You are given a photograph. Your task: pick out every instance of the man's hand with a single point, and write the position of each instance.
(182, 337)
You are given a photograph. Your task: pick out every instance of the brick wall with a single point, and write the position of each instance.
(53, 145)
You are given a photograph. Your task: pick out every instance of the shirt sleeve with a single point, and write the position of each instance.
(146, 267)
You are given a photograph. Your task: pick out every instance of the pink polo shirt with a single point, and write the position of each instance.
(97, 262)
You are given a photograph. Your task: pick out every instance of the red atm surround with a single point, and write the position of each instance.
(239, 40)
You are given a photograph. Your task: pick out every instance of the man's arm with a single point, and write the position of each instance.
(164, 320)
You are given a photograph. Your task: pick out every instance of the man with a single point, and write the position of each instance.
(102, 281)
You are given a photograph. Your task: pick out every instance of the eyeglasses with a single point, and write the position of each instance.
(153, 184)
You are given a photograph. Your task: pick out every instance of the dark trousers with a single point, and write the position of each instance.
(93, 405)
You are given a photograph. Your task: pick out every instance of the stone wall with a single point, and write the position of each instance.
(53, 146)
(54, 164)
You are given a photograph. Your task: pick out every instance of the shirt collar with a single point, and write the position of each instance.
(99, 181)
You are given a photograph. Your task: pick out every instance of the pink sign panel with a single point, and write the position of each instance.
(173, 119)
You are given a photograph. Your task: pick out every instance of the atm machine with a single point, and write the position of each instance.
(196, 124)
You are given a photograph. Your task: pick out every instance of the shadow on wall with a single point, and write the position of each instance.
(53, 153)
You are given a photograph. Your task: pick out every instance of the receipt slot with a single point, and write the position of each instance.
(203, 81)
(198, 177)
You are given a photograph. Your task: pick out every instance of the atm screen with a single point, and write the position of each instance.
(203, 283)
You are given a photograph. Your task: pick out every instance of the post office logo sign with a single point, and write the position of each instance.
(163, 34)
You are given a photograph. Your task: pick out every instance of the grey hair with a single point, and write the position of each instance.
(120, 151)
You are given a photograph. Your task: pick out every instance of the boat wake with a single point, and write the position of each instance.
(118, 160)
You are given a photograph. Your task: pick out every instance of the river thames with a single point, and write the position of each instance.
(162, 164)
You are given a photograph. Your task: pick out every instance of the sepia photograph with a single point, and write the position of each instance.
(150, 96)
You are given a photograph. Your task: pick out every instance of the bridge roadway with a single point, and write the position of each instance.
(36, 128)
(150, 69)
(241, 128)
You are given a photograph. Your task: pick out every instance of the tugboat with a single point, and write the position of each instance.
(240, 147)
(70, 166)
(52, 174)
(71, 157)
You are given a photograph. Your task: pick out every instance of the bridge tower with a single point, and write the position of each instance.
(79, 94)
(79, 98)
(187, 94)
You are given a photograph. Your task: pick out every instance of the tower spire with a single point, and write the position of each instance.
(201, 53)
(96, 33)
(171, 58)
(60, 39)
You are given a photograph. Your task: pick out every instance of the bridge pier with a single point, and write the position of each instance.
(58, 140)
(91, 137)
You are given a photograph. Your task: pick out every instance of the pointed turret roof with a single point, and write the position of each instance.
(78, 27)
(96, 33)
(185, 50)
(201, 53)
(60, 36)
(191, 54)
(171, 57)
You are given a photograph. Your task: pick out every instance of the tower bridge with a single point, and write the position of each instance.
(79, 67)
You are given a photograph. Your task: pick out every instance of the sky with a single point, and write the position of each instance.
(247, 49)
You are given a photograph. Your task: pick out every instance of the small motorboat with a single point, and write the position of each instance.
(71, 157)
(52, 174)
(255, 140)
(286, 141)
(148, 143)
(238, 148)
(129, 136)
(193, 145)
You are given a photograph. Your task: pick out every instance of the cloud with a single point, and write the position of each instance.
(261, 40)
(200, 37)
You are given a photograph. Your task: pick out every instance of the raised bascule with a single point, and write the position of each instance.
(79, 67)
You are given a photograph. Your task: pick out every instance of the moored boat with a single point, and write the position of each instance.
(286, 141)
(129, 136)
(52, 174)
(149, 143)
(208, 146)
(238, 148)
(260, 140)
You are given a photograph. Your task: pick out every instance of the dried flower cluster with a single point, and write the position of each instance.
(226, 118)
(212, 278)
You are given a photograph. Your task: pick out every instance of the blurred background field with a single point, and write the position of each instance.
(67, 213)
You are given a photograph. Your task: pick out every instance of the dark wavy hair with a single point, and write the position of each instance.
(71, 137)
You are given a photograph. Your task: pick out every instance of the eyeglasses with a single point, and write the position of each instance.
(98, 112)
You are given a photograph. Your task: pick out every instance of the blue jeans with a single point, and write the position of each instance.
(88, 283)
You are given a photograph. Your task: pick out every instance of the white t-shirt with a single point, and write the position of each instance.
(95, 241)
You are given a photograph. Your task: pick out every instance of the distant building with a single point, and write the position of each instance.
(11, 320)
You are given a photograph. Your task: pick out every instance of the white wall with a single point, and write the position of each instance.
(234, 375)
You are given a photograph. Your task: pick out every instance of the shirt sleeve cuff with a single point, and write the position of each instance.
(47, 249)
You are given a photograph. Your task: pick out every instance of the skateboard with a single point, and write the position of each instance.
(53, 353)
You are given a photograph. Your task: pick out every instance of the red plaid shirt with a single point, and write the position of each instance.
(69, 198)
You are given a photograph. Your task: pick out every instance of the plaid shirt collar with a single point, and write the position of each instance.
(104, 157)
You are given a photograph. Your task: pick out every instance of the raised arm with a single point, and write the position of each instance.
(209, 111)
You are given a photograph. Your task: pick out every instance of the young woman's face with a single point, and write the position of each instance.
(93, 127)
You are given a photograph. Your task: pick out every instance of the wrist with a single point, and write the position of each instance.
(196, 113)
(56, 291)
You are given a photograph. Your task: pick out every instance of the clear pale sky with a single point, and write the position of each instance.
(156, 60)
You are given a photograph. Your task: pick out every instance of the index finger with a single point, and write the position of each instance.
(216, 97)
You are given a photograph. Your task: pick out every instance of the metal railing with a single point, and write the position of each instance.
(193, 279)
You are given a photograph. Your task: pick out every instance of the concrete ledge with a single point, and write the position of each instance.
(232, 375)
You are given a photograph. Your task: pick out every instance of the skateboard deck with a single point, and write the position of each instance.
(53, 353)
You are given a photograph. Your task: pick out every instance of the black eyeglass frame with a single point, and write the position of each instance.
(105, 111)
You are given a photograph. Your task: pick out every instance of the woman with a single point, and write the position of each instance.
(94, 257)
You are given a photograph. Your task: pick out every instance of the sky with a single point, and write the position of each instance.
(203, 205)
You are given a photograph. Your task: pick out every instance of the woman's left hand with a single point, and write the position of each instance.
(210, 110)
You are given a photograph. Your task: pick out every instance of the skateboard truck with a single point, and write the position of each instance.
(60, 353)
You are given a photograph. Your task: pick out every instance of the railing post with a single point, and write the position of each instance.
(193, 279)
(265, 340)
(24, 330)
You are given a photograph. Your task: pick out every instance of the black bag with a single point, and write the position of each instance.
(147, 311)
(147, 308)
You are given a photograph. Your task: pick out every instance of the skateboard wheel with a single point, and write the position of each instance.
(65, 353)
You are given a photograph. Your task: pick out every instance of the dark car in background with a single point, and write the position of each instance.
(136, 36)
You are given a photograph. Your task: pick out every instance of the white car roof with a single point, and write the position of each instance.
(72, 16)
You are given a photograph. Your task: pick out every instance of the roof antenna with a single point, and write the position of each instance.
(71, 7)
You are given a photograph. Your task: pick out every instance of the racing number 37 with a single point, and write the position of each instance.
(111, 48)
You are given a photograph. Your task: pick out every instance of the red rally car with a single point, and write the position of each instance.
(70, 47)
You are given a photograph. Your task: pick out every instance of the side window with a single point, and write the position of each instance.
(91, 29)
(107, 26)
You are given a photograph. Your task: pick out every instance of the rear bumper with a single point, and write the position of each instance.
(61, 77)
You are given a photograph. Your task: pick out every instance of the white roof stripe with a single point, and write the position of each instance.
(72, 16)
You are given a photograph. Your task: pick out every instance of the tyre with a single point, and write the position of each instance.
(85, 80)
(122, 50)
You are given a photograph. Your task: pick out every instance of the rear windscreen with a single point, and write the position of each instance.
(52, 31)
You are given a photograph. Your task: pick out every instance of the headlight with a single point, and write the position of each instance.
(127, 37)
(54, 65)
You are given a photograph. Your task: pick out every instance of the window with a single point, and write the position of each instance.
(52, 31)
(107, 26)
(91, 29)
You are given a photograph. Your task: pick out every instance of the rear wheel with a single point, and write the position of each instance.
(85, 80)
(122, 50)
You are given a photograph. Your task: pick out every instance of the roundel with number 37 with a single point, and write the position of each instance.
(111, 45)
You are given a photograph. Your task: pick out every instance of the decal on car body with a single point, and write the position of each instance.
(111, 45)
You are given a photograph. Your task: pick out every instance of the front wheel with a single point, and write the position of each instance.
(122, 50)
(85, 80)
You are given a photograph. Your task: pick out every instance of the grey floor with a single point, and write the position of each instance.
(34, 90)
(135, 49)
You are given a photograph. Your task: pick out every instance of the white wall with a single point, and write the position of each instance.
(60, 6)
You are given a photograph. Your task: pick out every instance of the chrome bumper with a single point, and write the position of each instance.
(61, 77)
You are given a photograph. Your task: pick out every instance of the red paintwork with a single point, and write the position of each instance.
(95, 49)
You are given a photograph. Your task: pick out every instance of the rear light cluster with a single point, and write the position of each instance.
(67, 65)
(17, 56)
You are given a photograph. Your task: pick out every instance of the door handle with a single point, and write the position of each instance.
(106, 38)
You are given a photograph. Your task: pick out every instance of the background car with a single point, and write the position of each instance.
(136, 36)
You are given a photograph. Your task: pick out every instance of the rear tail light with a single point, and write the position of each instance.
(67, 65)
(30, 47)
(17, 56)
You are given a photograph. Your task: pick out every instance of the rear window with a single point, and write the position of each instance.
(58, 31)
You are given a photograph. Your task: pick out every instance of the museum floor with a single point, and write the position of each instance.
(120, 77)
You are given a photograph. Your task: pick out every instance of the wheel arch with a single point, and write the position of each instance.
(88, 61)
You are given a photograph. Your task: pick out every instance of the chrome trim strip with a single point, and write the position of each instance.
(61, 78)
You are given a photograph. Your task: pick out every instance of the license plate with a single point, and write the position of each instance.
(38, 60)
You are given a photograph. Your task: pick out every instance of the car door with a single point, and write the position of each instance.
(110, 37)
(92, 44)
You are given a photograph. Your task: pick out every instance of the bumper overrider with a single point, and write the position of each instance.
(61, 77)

■ ■ ■ ■ ■

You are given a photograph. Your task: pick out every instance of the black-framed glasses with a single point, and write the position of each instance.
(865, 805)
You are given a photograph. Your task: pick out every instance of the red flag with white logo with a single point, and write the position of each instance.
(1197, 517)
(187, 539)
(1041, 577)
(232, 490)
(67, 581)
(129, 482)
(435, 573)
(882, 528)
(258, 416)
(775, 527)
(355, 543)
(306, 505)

■ ■ ■ ■ ■

- EXERCISE PROMPT: Please count the lines in the material above that contain the word "wall" and give only that number.

- ANSWER FOR THE TASK: 5